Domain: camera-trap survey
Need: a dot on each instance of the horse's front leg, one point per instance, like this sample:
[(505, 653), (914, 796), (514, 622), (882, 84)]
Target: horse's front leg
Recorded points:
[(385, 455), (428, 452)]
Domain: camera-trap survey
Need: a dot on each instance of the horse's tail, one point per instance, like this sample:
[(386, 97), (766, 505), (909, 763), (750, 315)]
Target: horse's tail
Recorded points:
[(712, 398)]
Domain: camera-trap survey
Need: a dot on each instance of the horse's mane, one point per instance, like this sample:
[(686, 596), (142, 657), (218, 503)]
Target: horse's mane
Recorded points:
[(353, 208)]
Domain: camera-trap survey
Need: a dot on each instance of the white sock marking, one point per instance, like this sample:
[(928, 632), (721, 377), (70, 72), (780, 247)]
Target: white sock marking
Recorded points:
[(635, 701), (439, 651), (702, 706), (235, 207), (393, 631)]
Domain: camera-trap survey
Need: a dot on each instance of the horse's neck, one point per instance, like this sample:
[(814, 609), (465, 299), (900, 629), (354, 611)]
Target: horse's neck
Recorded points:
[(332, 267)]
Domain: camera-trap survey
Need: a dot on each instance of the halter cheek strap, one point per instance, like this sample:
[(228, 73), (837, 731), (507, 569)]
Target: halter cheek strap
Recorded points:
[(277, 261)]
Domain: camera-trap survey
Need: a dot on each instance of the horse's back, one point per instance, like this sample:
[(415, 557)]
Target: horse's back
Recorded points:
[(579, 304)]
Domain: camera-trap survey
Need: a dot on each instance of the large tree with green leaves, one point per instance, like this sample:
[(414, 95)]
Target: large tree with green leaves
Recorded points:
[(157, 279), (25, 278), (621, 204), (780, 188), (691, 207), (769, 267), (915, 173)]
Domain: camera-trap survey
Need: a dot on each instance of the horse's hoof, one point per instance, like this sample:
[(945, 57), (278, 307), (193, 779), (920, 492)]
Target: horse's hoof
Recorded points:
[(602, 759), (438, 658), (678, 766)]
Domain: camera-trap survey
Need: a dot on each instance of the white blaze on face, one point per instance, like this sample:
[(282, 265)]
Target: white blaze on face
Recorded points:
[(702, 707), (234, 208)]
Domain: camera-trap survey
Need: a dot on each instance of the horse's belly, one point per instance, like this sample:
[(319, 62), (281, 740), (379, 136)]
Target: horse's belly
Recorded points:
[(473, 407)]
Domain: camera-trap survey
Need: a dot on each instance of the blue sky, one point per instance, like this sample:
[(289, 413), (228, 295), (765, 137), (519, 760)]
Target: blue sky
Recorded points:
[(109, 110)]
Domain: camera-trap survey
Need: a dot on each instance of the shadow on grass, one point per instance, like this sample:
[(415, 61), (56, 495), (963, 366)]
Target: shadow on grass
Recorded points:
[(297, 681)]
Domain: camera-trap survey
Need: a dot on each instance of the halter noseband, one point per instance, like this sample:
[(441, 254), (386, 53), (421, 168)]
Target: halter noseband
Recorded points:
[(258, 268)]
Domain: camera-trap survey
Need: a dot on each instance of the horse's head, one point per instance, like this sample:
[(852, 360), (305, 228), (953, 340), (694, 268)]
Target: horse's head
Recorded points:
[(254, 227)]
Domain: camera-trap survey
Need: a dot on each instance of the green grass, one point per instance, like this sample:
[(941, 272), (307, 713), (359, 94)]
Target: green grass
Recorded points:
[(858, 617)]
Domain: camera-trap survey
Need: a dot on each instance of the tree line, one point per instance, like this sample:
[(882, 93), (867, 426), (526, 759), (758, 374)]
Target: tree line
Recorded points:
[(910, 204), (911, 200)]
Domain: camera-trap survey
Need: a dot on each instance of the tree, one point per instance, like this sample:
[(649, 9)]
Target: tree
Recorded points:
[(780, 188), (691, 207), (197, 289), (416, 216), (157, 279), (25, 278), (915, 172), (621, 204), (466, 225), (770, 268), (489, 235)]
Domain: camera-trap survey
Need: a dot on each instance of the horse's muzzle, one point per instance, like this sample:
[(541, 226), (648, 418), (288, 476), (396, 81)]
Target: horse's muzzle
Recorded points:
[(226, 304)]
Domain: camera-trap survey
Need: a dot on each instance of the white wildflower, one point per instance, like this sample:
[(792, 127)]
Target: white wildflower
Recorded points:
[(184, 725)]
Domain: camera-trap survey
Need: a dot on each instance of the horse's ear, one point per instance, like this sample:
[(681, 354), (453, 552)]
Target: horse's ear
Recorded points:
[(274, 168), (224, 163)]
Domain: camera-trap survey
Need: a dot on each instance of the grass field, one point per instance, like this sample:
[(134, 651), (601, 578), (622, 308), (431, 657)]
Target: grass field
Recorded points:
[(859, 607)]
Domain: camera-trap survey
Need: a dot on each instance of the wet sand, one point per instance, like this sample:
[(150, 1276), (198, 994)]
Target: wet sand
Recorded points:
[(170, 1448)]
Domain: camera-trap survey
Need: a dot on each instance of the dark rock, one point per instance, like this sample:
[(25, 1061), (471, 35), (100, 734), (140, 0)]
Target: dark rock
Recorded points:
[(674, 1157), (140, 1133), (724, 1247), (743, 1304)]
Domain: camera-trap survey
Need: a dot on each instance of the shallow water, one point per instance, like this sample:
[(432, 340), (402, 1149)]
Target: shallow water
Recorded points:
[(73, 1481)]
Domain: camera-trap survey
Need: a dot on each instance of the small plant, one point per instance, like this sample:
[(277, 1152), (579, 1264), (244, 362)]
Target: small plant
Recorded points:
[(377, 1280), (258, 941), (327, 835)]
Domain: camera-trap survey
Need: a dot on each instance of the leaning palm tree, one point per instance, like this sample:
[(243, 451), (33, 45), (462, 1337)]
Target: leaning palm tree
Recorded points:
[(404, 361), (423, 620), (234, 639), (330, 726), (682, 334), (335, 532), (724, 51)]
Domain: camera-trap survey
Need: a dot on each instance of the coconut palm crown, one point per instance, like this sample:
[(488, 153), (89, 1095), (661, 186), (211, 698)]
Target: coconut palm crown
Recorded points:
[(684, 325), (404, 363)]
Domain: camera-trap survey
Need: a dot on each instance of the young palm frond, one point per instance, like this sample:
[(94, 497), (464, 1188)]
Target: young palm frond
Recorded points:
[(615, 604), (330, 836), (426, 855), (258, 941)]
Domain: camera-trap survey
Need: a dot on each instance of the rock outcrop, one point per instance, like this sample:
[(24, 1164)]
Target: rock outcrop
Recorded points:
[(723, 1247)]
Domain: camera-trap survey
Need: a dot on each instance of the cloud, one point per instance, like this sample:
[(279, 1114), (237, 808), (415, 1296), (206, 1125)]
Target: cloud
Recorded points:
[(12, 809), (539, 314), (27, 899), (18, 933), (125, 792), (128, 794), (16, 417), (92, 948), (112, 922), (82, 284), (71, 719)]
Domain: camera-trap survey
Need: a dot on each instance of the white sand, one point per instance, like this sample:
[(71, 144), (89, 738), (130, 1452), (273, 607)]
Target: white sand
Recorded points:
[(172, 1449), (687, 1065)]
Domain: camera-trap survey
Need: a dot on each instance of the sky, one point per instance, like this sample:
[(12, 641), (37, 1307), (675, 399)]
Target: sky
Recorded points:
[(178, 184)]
● ● ● ●
- **Activity**: An exact copy of every record is needed; write it out in full.

- **Result below**:
Domain: camera-trap survey
Need: a dot on each instance of the horse's front leg, one point per instance, like this sample:
[(505, 653), (914, 796), (514, 622), (882, 84)]
Target: horse's front leg
Recorded points:
[(385, 455), (428, 452)]
Domain: camera-trap survey
Need: a dot on each instance of the horse's tail, one point per instance, like this sample:
[(386, 97), (766, 505), (909, 763), (750, 315)]
Target: horse's tail
Recorded points:
[(712, 398)]
Domain: camera-trap survey
Need: a dot on each instance of the horse's mane, one point per instance, like this sample:
[(686, 596), (142, 657), (218, 503)]
Target: horse's mane
Recorded points:
[(353, 208)]
Domain: camera-trap survey
Need: a dot on each instance of the white sock marking, one point per instance, like this sample:
[(928, 632), (721, 377), (70, 72), (780, 247)]
Target: white sock marking
Recorded points:
[(635, 701), (439, 651), (702, 706), (235, 207), (393, 631)]
Domain: camera-trap survey
Need: a dot on each instance of the horse's neck, one point per instance, like this sample:
[(814, 609), (465, 299), (900, 629), (354, 611)]
Target: horse's neck
Recorded points:
[(332, 267)]
Domain: camera-trap survey
Need: a dot on each instance of the halter cheek strap, one point per instance, like this sample:
[(228, 73), (837, 731), (507, 569)]
Target: halter cheek strap
Recorded points:
[(277, 261)]
Domain: camera-trap survey
Need: a dot on each instance of the horse's back, one point per instance, like this sample:
[(415, 557)]
Target: horse's back
Recorded points:
[(579, 304)]
Domain: camera-trap survey
Need: a dot on each instance of the large tree with green leaves, one point per instance, like this sample:
[(414, 95)]
Target: large tree with green leaves
Recorded points:
[(157, 279), (25, 278), (621, 204), (780, 188), (691, 207), (769, 267), (915, 173)]
Domain: camera-trap survey
Need: a dot on each instance of the horse's hoof, one point per instance, like this sample:
[(945, 57), (278, 307), (193, 779), (920, 492)]
Target: horse's hoof
Recorded points:
[(602, 759), (438, 658), (678, 766)]
Domain: camera-trap survey
Need: a dot on each instance of the white blaze on face, one point per instance, like this sample:
[(282, 265)]
Target: white blaze on face
Recorded points:
[(702, 707), (234, 208)]
Domain: camera-trap survey
Need: a dot on each instance of the horse's belly, one point per instance, like this sample:
[(319, 62), (281, 740), (379, 136)]
Target: horse's belly
Recorded points:
[(473, 407)]
Domain: camera-trap survey
Need: a dot on each instance of the blue sky, one point per instance, like this sample:
[(289, 413), (228, 295), (765, 137), (519, 760)]
Target: blue sky
Recorded points:
[(109, 110)]
Domain: camera-trap survey
Need: a dot on each instance of the shadow on grass, one point per instance, like this sample:
[(415, 61), (56, 495), (963, 366)]
Target: shadow on grass
Recorded points:
[(297, 681)]
Domain: camera-trap survey
Need: a dot on each instance of the halter noseband, one point per instance, like this sample:
[(441, 254), (386, 53), (421, 168)]
Target: halter noseband
Recorded points:
[(258, 268)]
Domain: camera-trap survey
Need: a dot on each instance of the horse's head, one point per instance, like this sample:
[(852, 360), (305, 228), (953, 340), (694, 268)]
Target: horse's head
Recorded points:
[(254, 227)]
Domain: camera-trap survey
Need: a dot on each instance of the green grass, one point per instance, like this sample:
[(941, 272), (307, 713), (359, 94)]
Target: green grass
Recorded points:
[(858, 617)]
Domain: camera-trap survey
Need: a dot on each instance of the tree line, one point per instance, like this sample:
[(882, 93), (867, 426), (526, 759), (758, 374)]
Target: tree line
Recorded points:
[(910, 204), (911, 200)]
Domain: camera-trap survey
Need: a dot on each instance of the tree, one point per instance, like this sample:
[(649, 9)]
Target: tree
Recorded points:
[(780, 188), (691, 207), (197, 289), (416, 216), (157, 279), (25, 278), (915, 172), (621, 204), (466, 225), (770, 268), (489, 235)]
Domain: camera-trap survey
Need: a dot on each instance of the horse's muzzle, one point per instance, like this sample:
[(541, 226), (648, 418), (288, 476), (396, 81)]
Target: horse's muzzle
Recorded points:
[(226, 304)]
Domain: camera-trap survey
Need: a dot on each instance of the white wildflower, one point per instance, like this sample:
[(792, 127)]
Target: white wildflower
Recorded points:
[(184, 725)]
Domain: camera-trap survey
Need: a dot on each instance of the horse's ear, one point per instance, like this sample:
[(681, 354), (453, 552)]
Target: horse's ear
Recorded points:
[(274, 168), (224, 163)]
Domain: camera-trap survey
Need: a dot on each instance of the grass field, one point per instance, like this sample:
[(134, 651), (601, 578), (622, 308), (431, 657)]
Target: grass field
Recorded points:
[(859, 607)]
Domain: camera-trap survey
Need: a dot on each instance of the wet sand, one point per instance, like this sample:
[(150, 1276), (198, 994)]
Target: wet sand
Recorded points:
[(170, 1448)]
Domain: camera-trap survey
Need: a dot on each instance of the dark rock, one point per instance, like this sample:
[(25, 1061), (471, 35), (100, 734), (140, 0)]
Target: dark rock
Recorded points:
[(674, 1157), (140, 1133), (724, 1247), (743, 1304)]
Domain: camera-trap survey
Need: a dot on each instance of the shallow water, one point per instance, like this sample:
[(432, 340), (402, 1149)]
Target: shallow water
Recorded points:
[(73, 1481)]
Domain: camera-trap survey
Need: a dot on each instance of the small plant, one point per instance, like this sample:
[(277, 1152), (579, 1264), (244, 362)]
Target: small plant
Recorded points:
[(377, 1280), (258, 941), (327, 835)]
Domain: camera-trap survey
Need: a dot on each instance of the leaning palm tree, one point per instance, like this sample:
[(243, 451), (33, 45), (462, 1337)]
Target: leaning palm tree
Recorded points:
[(404, 361), (423, 620), (234, 639), (330, 726), (682, 334), (335, 532), (724, 51)]
Domain: camera-trap survey
Need: a dot on each instance of the coconut palm crown, one point per instance, like this sample:
[(488, 153), (89, 1095), (661, 186), (211, 698)]
Target: coconut palm crown
Recorded points:
[(684, 325), (404, 363)]
Domain: camera-trap survey
Need: a dot on each instance of the young palm frond, one point per instance, like this sample:
[(94, 497), (464, 1188)]
Target: young palm frond
Recorded points:
[(615, 604), (330, 836), (426, 855), (258, 941)]
Domain: camera-trap survey
Need: a dot on each instance of the rock outcrop, one point per instance, like this sample:
[(24, 1164)]
Target: rock outcrop
Recorded points:
[(723, 1247)]
Domain: camera-trap survey
Need: a dot on each instance of the cloud, one point per instance, like this sample:
[(279, 1114), (237, 808), (415, 1296), (206, 1125)]
Target: cloud
Recorded points:
[(12, 809), (539, 314), (27, 899), (18, 933), (125, 792), (128, 794), (16, 417), (92, 948), (112, 922), (82, 284), (71, 719)]
Domain: camera-trap survey
Need: a dot on each instance of the white sand, one point per instance, like this sample:
[(71, 144), (89, 738), (130, 1452), (273, 607)]
Target: white sand
Recorded points:
[(172, 1449), (687, 1065)]
Domain: camera-trap survey
Need: a dot on each instance of the sky, one point per instance, like this sample:
[(12, 641), (37, 1307), (675, 399)]
Target: sky
Recorded points:
[(178, 184)]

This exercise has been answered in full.